● **TASK BRIEF**
The full set of records below is to be reproduced without a single alteration.

[MATERIAL FOR THIS TASK — start]

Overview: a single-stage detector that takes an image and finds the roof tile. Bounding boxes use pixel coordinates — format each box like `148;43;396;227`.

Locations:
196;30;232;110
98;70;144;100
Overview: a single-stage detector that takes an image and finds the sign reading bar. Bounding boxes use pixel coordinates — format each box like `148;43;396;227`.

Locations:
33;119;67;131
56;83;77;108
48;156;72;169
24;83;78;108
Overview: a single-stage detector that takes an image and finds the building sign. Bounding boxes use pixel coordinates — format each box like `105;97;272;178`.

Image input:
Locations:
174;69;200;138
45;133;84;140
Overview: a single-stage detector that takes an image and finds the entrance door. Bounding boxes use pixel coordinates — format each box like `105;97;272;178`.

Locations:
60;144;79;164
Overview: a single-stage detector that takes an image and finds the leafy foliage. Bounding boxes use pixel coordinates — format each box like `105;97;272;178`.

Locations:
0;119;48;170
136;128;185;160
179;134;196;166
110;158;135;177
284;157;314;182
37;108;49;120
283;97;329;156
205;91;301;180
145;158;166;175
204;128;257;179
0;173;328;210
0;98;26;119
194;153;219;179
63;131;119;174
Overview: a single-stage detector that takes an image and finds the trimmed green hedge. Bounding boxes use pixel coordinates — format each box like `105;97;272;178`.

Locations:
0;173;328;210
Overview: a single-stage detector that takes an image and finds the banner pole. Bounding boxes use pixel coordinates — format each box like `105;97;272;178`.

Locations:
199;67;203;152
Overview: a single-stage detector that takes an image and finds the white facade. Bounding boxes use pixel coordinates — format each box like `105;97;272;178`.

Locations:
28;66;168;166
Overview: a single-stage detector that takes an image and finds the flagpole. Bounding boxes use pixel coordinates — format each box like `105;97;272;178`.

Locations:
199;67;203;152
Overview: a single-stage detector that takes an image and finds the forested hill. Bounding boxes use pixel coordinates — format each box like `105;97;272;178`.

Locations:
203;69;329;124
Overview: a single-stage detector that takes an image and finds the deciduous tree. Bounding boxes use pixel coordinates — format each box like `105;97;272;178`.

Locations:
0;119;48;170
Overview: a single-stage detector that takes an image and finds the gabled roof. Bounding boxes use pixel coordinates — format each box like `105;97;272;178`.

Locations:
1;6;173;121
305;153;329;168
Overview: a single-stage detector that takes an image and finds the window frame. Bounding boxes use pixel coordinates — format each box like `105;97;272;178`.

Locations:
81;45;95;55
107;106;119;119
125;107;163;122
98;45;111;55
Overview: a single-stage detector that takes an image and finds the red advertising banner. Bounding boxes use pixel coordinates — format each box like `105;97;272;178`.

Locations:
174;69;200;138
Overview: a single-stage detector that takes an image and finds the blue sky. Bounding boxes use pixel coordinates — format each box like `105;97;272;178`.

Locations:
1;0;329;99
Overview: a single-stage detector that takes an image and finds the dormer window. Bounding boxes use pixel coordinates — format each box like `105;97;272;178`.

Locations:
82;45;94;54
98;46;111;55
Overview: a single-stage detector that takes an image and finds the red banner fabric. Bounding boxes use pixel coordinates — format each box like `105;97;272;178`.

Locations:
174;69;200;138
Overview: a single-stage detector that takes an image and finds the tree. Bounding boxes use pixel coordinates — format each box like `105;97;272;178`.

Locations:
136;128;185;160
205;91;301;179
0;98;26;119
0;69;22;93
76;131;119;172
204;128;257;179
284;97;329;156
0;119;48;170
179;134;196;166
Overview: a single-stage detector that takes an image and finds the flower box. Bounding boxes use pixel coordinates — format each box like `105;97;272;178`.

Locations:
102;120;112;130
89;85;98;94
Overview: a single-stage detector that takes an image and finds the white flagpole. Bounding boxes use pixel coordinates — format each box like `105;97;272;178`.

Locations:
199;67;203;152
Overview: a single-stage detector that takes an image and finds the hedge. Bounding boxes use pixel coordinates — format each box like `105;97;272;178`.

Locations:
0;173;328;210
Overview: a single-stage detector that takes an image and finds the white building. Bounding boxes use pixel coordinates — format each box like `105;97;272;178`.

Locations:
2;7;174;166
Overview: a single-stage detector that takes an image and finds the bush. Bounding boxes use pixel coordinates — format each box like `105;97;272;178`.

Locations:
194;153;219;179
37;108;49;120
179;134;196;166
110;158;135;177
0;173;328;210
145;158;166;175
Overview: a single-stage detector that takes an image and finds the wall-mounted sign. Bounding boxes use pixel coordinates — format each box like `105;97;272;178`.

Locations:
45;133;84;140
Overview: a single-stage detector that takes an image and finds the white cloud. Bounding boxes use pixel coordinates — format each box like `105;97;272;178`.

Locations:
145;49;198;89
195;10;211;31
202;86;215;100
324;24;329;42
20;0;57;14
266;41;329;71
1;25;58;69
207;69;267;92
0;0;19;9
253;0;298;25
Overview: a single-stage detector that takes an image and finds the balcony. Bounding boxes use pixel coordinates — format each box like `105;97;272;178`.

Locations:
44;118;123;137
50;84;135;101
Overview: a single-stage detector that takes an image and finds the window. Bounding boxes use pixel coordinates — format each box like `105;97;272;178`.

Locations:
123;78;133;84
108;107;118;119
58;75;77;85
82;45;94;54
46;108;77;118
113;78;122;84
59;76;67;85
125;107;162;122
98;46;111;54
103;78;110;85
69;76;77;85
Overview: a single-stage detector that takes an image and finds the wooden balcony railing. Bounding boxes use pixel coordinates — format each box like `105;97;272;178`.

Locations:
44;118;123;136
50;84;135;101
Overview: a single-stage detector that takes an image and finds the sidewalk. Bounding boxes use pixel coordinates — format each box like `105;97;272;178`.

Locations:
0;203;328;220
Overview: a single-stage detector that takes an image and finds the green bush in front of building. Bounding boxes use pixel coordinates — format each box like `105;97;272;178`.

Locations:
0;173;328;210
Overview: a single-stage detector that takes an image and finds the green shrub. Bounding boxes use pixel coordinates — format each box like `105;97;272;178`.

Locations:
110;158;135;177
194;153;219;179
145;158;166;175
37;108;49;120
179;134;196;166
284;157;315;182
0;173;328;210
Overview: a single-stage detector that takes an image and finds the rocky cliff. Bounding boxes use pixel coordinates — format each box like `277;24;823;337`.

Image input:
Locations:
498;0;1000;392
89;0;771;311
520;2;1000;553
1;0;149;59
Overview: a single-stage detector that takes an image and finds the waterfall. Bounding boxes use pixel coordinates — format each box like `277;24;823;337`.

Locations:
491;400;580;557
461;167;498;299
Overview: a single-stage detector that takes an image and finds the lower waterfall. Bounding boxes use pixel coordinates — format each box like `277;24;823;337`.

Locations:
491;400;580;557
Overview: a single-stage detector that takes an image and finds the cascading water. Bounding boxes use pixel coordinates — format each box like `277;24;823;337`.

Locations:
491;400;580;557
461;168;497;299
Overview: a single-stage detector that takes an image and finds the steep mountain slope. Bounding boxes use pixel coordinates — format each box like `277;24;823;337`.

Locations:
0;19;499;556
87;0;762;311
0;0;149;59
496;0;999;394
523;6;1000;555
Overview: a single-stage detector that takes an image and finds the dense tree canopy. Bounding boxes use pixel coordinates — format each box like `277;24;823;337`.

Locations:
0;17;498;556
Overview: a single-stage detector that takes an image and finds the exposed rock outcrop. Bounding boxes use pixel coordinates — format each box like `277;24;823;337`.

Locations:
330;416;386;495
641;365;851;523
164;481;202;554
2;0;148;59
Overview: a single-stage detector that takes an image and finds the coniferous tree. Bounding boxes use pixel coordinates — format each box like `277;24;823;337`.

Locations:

[MATERIAL FOR THIS TASK — finish]

● **TASK SOLUTION**
Overview: a single-stage detector that takes an image and finds the roof tile. Bounding boxes use pixel coordinates — format each box like `148;43;396;227`.

Locations:
196;30;232;110
98;70;144;100
Overview: a single-stage detector that takes an image and finds the sign reading bar. Bounding boxes use pixel coordinates — format each box like `148;43;396;227`.

Locations:
33;119;67;131
56;83;77;108
48;156;72;169
24;83;78;108
Overview: a single-stage detector that takes an image and finds the building sign. Bounding boxes use pixel coordinates — format each box like `105;97;272;178`.

Image input:
Locations:
174;69;200;138
45;133;84;140
Overview: a single-stage detector that takes an image and finds the entrance door. Bounding boxes use pixel coordinates — format each box like `105;97;272;178`.

Locations:
60;144;79;164
Overview: a single-stage detector that takes an image and finds the leafy foliage. Bounding boxes use pixel coordinates — format each box like `105;97;272;178`.

Locations:
0;119;48;170
136;128;185;160
179;134;196;166
110;158;135;177
284;157;314;182
37;108;49;120
283;97;329;156
205;91;301;180
145;158;166;175
204;128;257;179
0;173;328;210
0;98;26;119
194;153;219;179
63;131;119;174
Overview: a single-stage detector that takes an image and finds the trimmed green hedge. Bounding boxes use pixel coordinates — format each box like `105;97;272;178`.

Locations:
0;173;328;210
Overview: a single-stage detector that takes an image and finds the banner pole. Bounding boxes use pixel coordinates — format each box like `105;97;272;178`.

Locations:
199;67;203;152
Overview: a single-stage detector that takes an image and finds the white facade. Bounding boxes use pixel coordinates — format each box like `105;97;272;178`.

Locations:
28;66;168;166
Overview: a single-stage detector that takes an image and finds the flagpole. Bounding boxes use pixel coordinates — format each box like `105;97;272;178`.

Locations:
199;67;203;152
Overview: a single-stage detector that takes an image and finds the forested hill. Bounding boxes use pixel coordinates — format each box like `105;97;272;178`.

Locations:
203;69;329;124
Overview: a single-stage detector that takes an image and finds the deciduous tree. Bounding boxes use pixel coordinates — format each box like `105;97;272;178`.

Locations:
0;119;48;170
Overview: a single-stage detector that takes an image and finds the gabled roof. Bounding boxes use pixel coordinates — format each box like `105;97;272;178`.

Locations:
1;6;173;121
305;153;329;168
Overview: a single-stage detector that takes an image and finds the window frame. Bounding boxes use pixel coordinates — format each box like `105;97;272;178`.

Locations:
81;45;95;55
107;106;119;119
125;107;163;122
98;45;111;55
Overview: a single-stage detector that takes an image and finds the red advertising banner. Bounding boxes use pixel coordinates — format each box like `105;97;272;178`.

Locations:
174;69;200;138
Overview: a single-stage detector that takes an image and finds the blue sky. Bounding boxes use pixel coordinates — format each box like `105;97;272;178`.

Locations:
1;0;329;99
Overview: a single-stage detector that takes an image and finds the dormer window. Bounding boxes use pixel coordinates — format each box like `105;97;272;178`.

Locations:
82;45;94;54
98;46;111;55
Overview: a single-stage detector that takes an image and finds the red banner fabric. Bounding boxes use pixel coordinates — format each box like `105;97;272;178`.

Locations:
174;69;200;138
Overview: a single-stage detector that takes an image and finds the tree. Bounding boxes use pixel coordinates — format each box like `105;97;272;178`.

Locations:
136;128;185;160
205;91;301;179
0;98;26;119
0;69;22;93
76;131;119;172
204;128;257;179
284;97;329;156
0;119;48;170
179;134;196;166
Overview: a single-stage detector that takes an image and finds the flower box. Bounding boxes use pixel coordinates — format each box like `105;97;272;178`.

Locations:
102;120;112;130
89;85;98;94
Overview: a single-stage detector that takes an image and finds the white flagpole. Bounding boxes use pixel coordinates — format each box like `105;97;272;178`.

Locations:
199;67;203;152
Overview: a single-stage detector that takes an image and finds the hedge. Bounding boxes use pixel coordinates — format each box like `105;97;272;178`.

Locations:
0;173;328;210
Overview: a single-stage detector that takes an image and finds the white building. Bounding boxes use pixel coordinates — format each box like `105;97;272;178`.

Locations:
2;7;174;166
Overview: a single-stage detector that takes an image and finds the bush. Bounding boxes use pixel coordinates — format each box like `105;97;272;178`.

Locations:
194;153;219;179
37;108;49;120
179;134;196;166
110;158;135;177
0;173;328;210
145;158;166;175
Overview: a single-stage detector that takes an image and finds the wall-mounted sign. Bounding boxes use pixel coordinates — format each box like `105;97;272;178`.

Locations:
45;133;84;140
Overview: a single-stage detector that takes an image and finds the white cloud. Bounding boxes use pixel coordinates — format each box like `105;97;272;178`.

Locations:
145;49;198;89
195;10;211;31
202;86;215;100
324;24;329;42
20;0;57;14
266;41;329;71
1;25;58;69
207;69;267;92
0;0;19;9
253;0;298;25
Overview: a single-stage detector that takes an image and finds the balcony. Bounding boxes use pixel coordinates — format each box like `105;97;272;178`.

Locations:
44;118;123;137
50;84;135;101
Overview: a single-stage detector that takes an image and finds the window. Bounding boxes use pixel coordinates — format each box like `105;97;272;178`.

Locations:
123;78;133;84
108;107;118;119
58;75;77;85
82;45;94;54
46;108;77;118
113;78;122;84
59;76;67;85
125;107;162;122
98;46;111;54
103;78;110;85
69;76;77;85
Overview: a single-stage detector that takes an image and finds the wooden balcony railing. Bounding boxes use pixel coordinates — format each box like `105;97;272;178`.

Locations:
44;118;123;136
50;84;135;101
Overview: a single-stage detector that takes an image and finds the sidewalk. Bounding boxes use pixel coordinates — format each box like `105;97;272;178`.

Locations:
0;203;328;220
Overview: a single-stage detector that takes an image and finds the green bush in front of building. Bounding boxes use pixel coordinates — format each box like `105;97;272;178`.

Locations:
0;173;328;210
Overview: a single-stage detector that takes an image and finds the green shrub. Bounding boxes use pixel coordinates — format each box like `105;97;272;178`.

Locations:
110;158;135;177
194;153;219;179
145;158;166;175
37;108;49;120
179;134;196;166
284;157;315;182
0;173;328;210
Overview: a single-stage detector that takes an image and finds the rocky cliff. Bounding boxes use pixel coordinates — format each box like `277;24;823;337`.

Image input:
Locations:
498;0;1000;392
89;0;771;311
520;2;1000;553
1;0;149;59
Overview: a single-stage detector that takes an image and finds the waterfall. Bounding boxes use pixel coordinates — format each box like `277;24;823;337`.

Locations:
491;400;580;557
461;167;498;299
Overview: a single-stage detector that takes an image and finds the lower waterfall. Bounding boxes use pixel coordinates — format each box like `277;24;823;337`.

Locations:
491;400;580;557
Overview: a single-stage detector that takes an image and finds the cascading water. Bounding boxes use pixel coordinates — format each box like `277;24;823;337`.

Locations:
491;400;580;557
461;168;497;299
Overview: a single-stage detector that takes an image and finds the steep mountain slope. Bounding boxes use pixel coordinates — format each box like `277;24;823;337`.

Locations:
0;19;499;556
87;0;762;311
0;0;149;59
496;0;999;394
523;6;1000;555
Overview: a single-stage detector that takes an image and finds the dense tree canopy. Bounding boxes use pixel coordinates — format each box like `277;24;823;337`.

Locations:
0;17;498;556
Overview: a single-stage detector that takes an image and finds the exposed rock outcrop. Bounding boxes use pixel coordinates — format each box like `277;24;823;337`.

Locations:
330;416;386;495
641;365;851;523
164;481;202;554
2;0;148;59
Overview: a single-stage detector that takes an image and finds the coniferous tree. Bounding boxes use pixel coordinates — format each box like `277;24;823;337`.

Locations:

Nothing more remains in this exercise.